*WHAT YOU ARE ASKED TO DO*
Only the lines holding the string "below" are needed; copy each of them from the data.

*SUPPLIED DATA*
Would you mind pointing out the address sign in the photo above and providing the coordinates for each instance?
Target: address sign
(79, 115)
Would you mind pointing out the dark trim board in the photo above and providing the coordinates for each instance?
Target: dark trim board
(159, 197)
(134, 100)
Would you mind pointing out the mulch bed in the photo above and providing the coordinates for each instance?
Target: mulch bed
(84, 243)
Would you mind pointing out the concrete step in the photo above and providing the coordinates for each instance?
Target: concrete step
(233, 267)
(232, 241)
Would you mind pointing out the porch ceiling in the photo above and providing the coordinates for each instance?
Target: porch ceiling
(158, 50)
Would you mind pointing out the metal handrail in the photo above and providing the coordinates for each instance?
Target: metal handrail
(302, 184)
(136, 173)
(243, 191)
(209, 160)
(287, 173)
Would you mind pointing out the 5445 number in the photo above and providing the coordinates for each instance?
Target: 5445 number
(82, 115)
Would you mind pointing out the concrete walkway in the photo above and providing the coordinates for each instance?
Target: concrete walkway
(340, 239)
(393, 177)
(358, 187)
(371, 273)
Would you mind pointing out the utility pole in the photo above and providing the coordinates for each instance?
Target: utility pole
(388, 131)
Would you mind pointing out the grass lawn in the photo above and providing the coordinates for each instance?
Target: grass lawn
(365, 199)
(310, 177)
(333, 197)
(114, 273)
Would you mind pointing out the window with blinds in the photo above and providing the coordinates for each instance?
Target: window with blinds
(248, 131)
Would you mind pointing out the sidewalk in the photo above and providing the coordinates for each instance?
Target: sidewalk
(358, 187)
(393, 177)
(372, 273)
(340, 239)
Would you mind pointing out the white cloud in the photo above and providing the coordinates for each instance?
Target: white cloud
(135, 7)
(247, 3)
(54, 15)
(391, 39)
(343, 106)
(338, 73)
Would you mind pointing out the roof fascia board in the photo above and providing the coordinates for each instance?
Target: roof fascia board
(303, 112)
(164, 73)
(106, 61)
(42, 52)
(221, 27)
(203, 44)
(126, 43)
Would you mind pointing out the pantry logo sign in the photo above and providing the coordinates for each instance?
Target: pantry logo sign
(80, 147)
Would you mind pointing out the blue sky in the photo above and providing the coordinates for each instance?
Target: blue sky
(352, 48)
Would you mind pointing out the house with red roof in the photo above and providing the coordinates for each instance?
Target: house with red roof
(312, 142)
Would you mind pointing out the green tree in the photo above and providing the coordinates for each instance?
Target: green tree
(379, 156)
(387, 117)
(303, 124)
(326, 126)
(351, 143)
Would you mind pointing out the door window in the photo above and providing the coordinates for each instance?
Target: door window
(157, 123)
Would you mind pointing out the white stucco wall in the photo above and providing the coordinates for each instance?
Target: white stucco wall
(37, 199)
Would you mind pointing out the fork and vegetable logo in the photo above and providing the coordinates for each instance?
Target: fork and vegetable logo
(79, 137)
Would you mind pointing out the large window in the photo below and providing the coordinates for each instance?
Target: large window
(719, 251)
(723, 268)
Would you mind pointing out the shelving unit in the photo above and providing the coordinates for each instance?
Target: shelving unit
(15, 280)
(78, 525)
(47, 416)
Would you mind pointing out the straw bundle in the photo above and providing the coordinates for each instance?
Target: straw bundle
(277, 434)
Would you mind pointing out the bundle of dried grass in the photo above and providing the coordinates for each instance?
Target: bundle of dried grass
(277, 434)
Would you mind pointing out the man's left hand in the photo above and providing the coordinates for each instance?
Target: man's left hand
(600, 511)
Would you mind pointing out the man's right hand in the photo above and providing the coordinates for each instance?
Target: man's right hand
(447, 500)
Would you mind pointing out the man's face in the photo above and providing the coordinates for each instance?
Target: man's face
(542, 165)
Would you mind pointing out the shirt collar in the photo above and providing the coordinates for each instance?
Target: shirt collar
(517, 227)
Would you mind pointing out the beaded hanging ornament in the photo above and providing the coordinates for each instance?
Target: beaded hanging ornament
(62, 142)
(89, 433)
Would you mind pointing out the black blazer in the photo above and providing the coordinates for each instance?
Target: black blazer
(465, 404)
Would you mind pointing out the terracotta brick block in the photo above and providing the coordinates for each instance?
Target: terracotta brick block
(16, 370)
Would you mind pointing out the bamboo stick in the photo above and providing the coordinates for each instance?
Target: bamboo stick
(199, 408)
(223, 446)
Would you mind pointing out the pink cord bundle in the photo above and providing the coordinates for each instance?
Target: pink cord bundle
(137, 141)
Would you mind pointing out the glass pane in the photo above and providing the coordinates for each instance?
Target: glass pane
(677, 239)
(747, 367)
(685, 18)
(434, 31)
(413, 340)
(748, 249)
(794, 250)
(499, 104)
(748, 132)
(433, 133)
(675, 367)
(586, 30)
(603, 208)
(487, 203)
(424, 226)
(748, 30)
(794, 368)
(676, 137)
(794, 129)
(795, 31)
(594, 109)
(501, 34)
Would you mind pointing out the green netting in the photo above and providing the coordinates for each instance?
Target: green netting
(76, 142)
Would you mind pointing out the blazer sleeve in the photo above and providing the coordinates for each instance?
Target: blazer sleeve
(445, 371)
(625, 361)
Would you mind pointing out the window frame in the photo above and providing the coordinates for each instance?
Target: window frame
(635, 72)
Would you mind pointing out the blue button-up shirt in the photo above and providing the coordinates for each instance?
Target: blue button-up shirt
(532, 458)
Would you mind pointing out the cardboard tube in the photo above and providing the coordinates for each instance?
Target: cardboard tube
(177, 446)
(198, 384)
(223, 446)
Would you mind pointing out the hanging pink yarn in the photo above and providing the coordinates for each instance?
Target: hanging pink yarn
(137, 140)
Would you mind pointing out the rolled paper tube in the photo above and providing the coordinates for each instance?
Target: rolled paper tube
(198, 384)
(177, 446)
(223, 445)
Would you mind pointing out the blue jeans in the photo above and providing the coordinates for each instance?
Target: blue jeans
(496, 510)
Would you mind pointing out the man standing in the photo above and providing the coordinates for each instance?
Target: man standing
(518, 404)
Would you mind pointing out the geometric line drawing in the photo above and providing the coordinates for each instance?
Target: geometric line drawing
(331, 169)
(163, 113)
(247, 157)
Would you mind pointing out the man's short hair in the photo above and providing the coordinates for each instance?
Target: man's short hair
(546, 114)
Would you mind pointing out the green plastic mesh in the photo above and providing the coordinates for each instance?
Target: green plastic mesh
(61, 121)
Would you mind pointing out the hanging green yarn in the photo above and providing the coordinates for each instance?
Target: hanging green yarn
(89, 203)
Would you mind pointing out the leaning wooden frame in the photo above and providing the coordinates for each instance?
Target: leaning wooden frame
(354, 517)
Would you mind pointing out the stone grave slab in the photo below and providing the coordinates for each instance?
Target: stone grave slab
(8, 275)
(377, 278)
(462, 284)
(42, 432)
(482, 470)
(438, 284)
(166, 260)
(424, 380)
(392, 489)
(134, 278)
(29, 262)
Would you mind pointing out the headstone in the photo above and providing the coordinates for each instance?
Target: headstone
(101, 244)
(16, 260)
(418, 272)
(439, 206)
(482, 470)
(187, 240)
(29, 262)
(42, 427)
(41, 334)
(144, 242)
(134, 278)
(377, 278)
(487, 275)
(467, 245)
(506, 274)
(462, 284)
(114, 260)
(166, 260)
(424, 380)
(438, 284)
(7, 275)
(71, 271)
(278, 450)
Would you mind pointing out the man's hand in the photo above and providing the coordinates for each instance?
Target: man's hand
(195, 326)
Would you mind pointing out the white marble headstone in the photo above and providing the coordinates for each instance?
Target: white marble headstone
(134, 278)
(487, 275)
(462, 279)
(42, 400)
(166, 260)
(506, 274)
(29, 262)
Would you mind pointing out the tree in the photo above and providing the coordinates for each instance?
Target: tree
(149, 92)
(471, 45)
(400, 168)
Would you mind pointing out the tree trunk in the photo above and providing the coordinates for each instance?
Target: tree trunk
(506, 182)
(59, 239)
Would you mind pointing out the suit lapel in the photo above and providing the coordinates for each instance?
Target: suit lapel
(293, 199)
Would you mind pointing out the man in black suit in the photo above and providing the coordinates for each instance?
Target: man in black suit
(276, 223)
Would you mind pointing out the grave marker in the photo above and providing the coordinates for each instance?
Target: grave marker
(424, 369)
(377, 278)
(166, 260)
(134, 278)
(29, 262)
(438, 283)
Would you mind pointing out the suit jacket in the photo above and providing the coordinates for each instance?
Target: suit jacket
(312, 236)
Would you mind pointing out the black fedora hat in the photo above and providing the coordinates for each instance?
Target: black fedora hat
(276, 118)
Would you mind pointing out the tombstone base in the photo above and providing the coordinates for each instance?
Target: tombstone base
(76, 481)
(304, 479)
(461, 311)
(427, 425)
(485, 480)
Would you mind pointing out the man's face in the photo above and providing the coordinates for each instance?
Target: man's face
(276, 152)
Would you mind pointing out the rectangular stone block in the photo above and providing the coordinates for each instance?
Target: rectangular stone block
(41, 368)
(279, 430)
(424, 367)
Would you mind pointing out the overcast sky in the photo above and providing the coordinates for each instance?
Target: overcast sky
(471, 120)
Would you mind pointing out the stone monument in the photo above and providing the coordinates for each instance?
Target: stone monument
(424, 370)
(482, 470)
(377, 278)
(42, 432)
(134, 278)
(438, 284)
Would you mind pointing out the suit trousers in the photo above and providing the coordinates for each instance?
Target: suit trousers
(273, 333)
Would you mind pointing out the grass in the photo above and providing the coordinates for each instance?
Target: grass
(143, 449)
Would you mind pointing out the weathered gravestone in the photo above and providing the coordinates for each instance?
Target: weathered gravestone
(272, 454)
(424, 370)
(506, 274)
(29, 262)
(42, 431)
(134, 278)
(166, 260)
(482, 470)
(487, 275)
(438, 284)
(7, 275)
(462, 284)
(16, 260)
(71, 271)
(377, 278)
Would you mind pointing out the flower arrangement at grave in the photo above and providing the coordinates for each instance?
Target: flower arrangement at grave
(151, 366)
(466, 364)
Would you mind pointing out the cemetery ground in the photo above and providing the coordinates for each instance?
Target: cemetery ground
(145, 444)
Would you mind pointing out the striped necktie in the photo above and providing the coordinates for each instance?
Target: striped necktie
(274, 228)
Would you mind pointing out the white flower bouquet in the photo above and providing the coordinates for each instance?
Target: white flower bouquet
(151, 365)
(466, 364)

*SOLUTION TO THIS PROBLEM*
Would you mind pointing out the large window in the photo below and providing the coordinates for each instance?
Would you mind pointing out the stone grave slab in the photo below and providing the coordinates for each instance?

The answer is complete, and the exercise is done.